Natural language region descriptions
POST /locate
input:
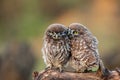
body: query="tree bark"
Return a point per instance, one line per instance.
(56, 75)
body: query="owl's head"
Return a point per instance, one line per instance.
(56, 31)
(77, 30)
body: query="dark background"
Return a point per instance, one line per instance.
(23, 22)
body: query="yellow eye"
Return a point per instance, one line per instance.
(75, 33)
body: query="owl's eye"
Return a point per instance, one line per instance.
(75, 32)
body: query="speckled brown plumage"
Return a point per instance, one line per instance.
(56, 50)
(85, 56)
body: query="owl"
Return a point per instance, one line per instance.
(84, 51)
(56, 49)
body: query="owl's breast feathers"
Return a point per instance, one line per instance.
(58, 52)
(85, 50)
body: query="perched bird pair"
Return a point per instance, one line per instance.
(74, 45)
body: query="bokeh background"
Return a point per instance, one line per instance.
(23, 22)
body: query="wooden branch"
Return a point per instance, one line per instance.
(55, 75)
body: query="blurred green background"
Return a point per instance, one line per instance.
(23, 22)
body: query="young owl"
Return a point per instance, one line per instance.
(56, 50)
(84, 51)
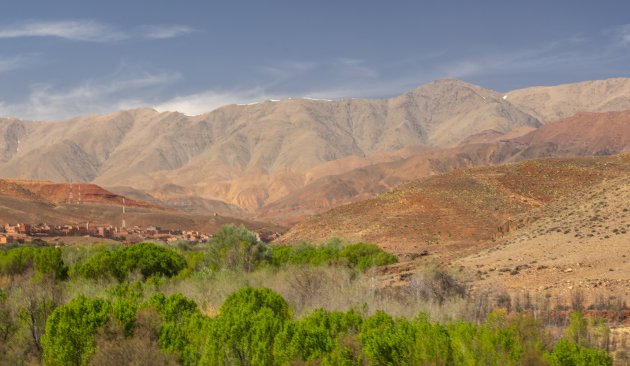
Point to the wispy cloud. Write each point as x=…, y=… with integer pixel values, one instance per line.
x=199, y=103
x=90, y=31
x=45, y=102
x=622, y=34
x=13, y=62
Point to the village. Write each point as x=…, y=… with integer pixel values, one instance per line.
x=24, y=232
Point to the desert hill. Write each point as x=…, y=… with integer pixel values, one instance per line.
x=285, y=159
x=247, y=155
x=33, y=201
x=549, y=103
x=584, y=134
x=577, y=243
x=459, y=209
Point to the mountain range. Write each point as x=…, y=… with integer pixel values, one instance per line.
x=283, y=160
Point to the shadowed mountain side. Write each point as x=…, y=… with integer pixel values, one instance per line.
x=576, y=243
x=13, y=210
x=56, y=193
x=191, y=204
x=460, y=209
x=584, y=134
x=221, y=153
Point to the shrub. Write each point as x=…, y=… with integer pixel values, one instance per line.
x=360, y=256
x=315, y=337
x=45, y=261
x=568, y=353
x=148, y=259
x=71, y=329
x=235, y=247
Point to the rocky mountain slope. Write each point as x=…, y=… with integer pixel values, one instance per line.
x=584, y=134
x=459, y=209
x=247, y=155
x=44, y=201
x=549, y=103
x=578, y=243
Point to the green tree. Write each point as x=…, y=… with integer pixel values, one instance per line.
x=569, y=353
x=146, y=258
x=245, y=329
x=71, y=329
x=315, y=337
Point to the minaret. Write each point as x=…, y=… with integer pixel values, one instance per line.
x=70, y=194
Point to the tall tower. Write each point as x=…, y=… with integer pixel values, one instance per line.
x=123, y=222
x=70, y=198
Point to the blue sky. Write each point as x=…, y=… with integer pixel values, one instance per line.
x=64, y=58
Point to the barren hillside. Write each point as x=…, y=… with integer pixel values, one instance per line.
x=460, y=210
x=43, y=201
x=584, y=134
x=578, y=243
x=549, y=103
x=247, y=155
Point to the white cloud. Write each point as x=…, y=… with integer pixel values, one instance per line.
x=164, y=31
x=90, y=31
x=623, y=34
x=199, y=103
x=14, y=62
x=46, y=103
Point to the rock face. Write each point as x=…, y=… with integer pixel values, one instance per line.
x=549, y=103
x=248, y=155
x=294, y=157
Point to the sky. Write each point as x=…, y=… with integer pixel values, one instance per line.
x=65, y=58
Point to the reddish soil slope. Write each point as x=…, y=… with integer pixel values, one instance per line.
x=462, y=209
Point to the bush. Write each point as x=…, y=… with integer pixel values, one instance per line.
x=246, y=327
x=45, y=261
x=568, y=353
x=360, y=256
x=71, y=330
x=183, y=330
x=236, y=248
x=147, y=259
x=315, y=337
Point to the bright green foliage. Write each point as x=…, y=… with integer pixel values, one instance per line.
x=45, y=261
x=575, y=348
x=497, y=342
x=362, y=256
x=305, y=253
x=147, y=259
x=246, y=327
x=184, y=328
x=48, y=262
x=70, y=331
x=315, y=337
x=125, y=311
x=235, y=247
x=432, y=342
x=388, y=341
x=568, y=353
x=8, y=321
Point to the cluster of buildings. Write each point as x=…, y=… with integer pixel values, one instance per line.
x=24, y=232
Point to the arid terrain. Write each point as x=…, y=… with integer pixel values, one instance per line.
x=34, y=202
x=284, y=160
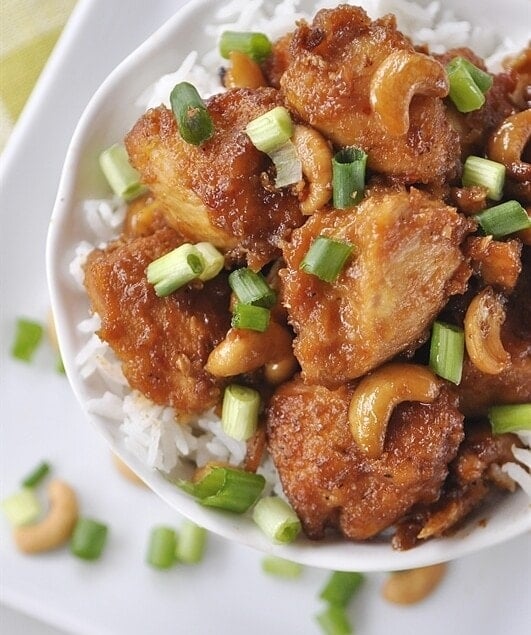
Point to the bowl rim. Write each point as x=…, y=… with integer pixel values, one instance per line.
x=338, y=555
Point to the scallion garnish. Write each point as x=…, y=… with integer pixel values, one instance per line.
x=510, y=418
x=192, y=116
x=191, y=543
x=22, y=508
x=270, y=131
x=239, y=412
x=251, y=287
x=280, y=567
x=36, y=475
x=88, y=539
x=213, y=260
x=447, y=351
x=485, y=173
x=161, y=547
x=348, y=177
x=341, y=587
x=334, y=621
x=226, y=488
x=503, y=219
x=326, y=258
x=276, y=519
x=468, y=84
x=248, y=316
x=175, y=269
x=288, y=165
x=122, y=177
x=256, y=45
x=28, y=336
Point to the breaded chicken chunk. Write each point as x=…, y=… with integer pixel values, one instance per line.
x=406, y=263
x=163, y=343
x=327, y=82
x=217, y=191
x=331, y=484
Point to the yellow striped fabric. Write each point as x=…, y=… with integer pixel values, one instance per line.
x=28, y=32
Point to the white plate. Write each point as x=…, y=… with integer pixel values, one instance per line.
x=109, y=115
x=39, y=418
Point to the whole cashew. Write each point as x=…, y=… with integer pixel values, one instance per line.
x=57, y=527
x=408, y=587
x=243, y=350
x=316, y=159
x=401, y=75
x=508, y=143
x=483, y=320
x=378, y=393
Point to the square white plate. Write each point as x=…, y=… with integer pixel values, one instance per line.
x=39, y=419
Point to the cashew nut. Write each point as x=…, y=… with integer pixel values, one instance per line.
x=243, y=350
x=316, y=159
x=57, y=527
x=408, y=587
x=508, y=144
x=401, y=75
x=483, y=320
x=378, y=393
x=243, y=73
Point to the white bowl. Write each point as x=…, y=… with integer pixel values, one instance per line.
x=109, y=115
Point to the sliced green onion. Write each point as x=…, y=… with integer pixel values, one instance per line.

Problem details: A verbatim copy of the entries, stripped of pictures, should be produced.

Answer to this problem:
POST /locate
input:
body: query="tree bark"
Return a point per instance, one line per instance.
(56, 75)
body: query="owl's head"
Return a point per instance, one line per instance.
(56, 31)
(77, 30)
body: query="dark background"
Return a point per instance, one line per instance.
(23, 22)
body: query="yellow eye"
Return a point per instance, one line per instance.
(75, 33)
body: query="owl's eye"
Return a point per instance, one line per instance.
(75, 32)
body: query="speckled brown plumage"
Return a point per instance, one line per instance.
(56, 50)
(85, 56)
body: query="owl"
Return a point per instance, one line per instance.
(84, 51)
(56, 49)
body: query="owl's breast feathers"
Return a point per instance, one line per instance.
(58, 52)
(85, 50)
body: query="perched bird pair"
Return a point per instance, one line per instance.
(74, 45)
body: query="bokeh background"
Return a point per instance, one line per instance.
(23, 22)
body: query="wooden branch"
Return a point per instance, one line per instance.
(55, 75)
body: query="blurred green background"
Return a point per instance, one line per instance.
(23, 22)
body: query="young owl"
Return a point per instance, one line per instance.
(56, 50)
(84, 51)
Point to the wispy cloud. Write each point as x=…, y=… with integer pixel values, one instance per line.
x=199, y=103
x=90, y=31
x=45, y=102
x=622, y=34
x=13, y=62
Point to the village. Write each point as x=…, y=… with integer pixel values, one instance per line.
x=24, y=232
Point to the desert hill. Write each point as x=…, y=… with integer pixel values, one instance per line.
x=285, y=159
x=247, y=155
x=33, y=201
x=549, y=103
x=584, y=134
x=577, y=243
x=459, y=209
Point to the mountain range. Write each point as x=…, y=… with integer pixel values, one instance per line.
x=283, y=160
Point to the shadowed mountain side. Write each point as x=…, y=… with integer pixel values, one instance per line.
x=576, y=243
x=13, y=210
x=56, y=193
x=191, y=204
x=460, y=209
x=584, y=134
x=221, y=153
Point to the shrub. Write each point as x=…, y=… with integer pixel values, one instance per line.
x=360, y=256
x=315, y=337
x=45, y=261
x=568, y=353
x=148, y=259
x=71, y=329
x=235, y=247
Point to the rocky mountain slope. Write each point as x=…, y=… with integer pixel values, one instance per line.
x=584, y=134
x=459, y=209
x=247, y=155
x=44, y=201
x=549, y=103
x=578, y=243
Point to the green tree. Write each point as x=…, y=… with integer pixel values, one instance per line.
x=569, y=353
x=146, y=258
x=245, y=329
x=71, y=329
x=315, y=337
Point to the minaret. Write each point as x=…, y=… with integer pixel values, one instance per line.
x=70, y=194
Point to the tall tower. Write each point as x=…, y=… with integer pixel values, one instance per line.
x=123, y=222
x=70, y=198
Point to the blue sky. Write each point as x=…, y=… with integer pixel values, one instance per line.
x=64, y=58
Point to the barren hillside. Write each point as x=…, y=… with integer pixel values, one instance per line.
x=460, y=210
x=43, y=201
x=584, y=134
x=578, y=243
x=549, y=103
x=247, y=155
Point to the white cloud. Write each point as x=…, y=… with integer pixel values, one instance per line.
x=164, y=31
x=90, y=31
x=623, y=34
x=199, y=103
x=14, y=62
x=46, y=103
Point to the rock face. Write each point as x=…, y=… with integer pixel values, one instance per line.
x=549, y=103
x=248, y=155
x=294, y=157
Point to the sky. Write each point as x=…, y=… with integer pixel values, one instance per line.
x=65, y=58
Point to the reddish soil slope. Write each point as x=…, y=… with integer pixel values, one instance per line.
x=462, y=209
Point to the bush. Write each point as x=…, y=… with integer pixel values, one instance per line.
x=246, y=327
x=45, y=261
x=568, y=353
x=360, y=256
x=71, y=330
x=183, y=330
x=236, y=248
x=147, y=259
x=315, y=337
Point to the bright green foliage. Write each point as x=…, y=… with integer pixel values, one instance per line.
x=45, y=261
x=575, y=348
x=497, y=342
x=362, y=256
x=305, y=253
x=147, y=259
x=246, y=327
x=184, y=328
x=48, y=262
x=70, y=331
x=315, y=337
x=125, y=311
x=235, y=247
x=432, y=342
x=388, y=341
x=568, y=353
x=8, y=321
Point to the cluster of buildings. Write each point as x=…, y=… with integer pixel values, one instance per line.
x=24, y=232
Point to the arid terrain. Write each point as x=…, y=… with integer pixel values, one instance per line.
x=34, y=202
x=284, y=160
Point to the bowl rim. Write each point as x=…, y=… with integer pixel values, one instance per line.
x=338, y=555
Point to the scallion garnish. Write each point as x=…, y=… with integer pixel values, one instance per line.
x=510, y=418
x=192, y=116
x=191, y=543
x=22, y=508
x=270, y=131
x=239, y=412
x=251, y=287
x=280, y=567
x=36, y=475
x=88, y=539
x=213, y=260
x=447, y=351
x=485, y=173
x=161, y=547
x=348, y=177
x=341, y=587
x=334, y=621
x=226, y=488
x=503, y=219
x=326, y=258
x=276, y=519
x=468, y=84
x=248, y=316
x=175, y=269
x=288, y=165
x=122, y=177
x=256, y=45
x=28, y=336
Point to the breaded chicken chunk. Write each point as x=…, y=… with integer pixel values, one instance per line.
x=406, y=263
x=163, y=343
x=327, y=82
x=217, y=191
x=331, y=484
Point to the yellow striped fabric. Write each point as x=…, y=… with integer pixel values, one instance per line.
x=28, y=32
Point to the white plate. Write each point as x=…, y=… with integer pixel values, one instance per line.
x=109, y=115
x=39, y=418
Point to the whole cashew. Write each point as x=…, y=… with integer pixel values, one instance per line.
x=57, y=527
x=408, y=587
x=243, y=350
x=316, y=159
x=401, y=75
x=508, y=143
x=483, y=320
x=378, y=393
Point to the square white plate. Write each point as x=…, y=… with integer pixel values, one instance per line.
x=39, y=419
Point to the cashew nut. Write each point as x=…, y=… with integer pixel values, one instance per line.
x=243, y=350
x=316, y=159
x=57, y=527
x=408, y=587
x=508, y=144
x=401, y=75
x=483, y=320
x=378, y=393
x=243, y=73
Point to the white bowl. Write each point as x=…, y=… with integer pixel values, one instance per line.
x=109, y=115
Point to the sliced green onion. Write each point as x=…, y=… with integer pixel values, one instance per line.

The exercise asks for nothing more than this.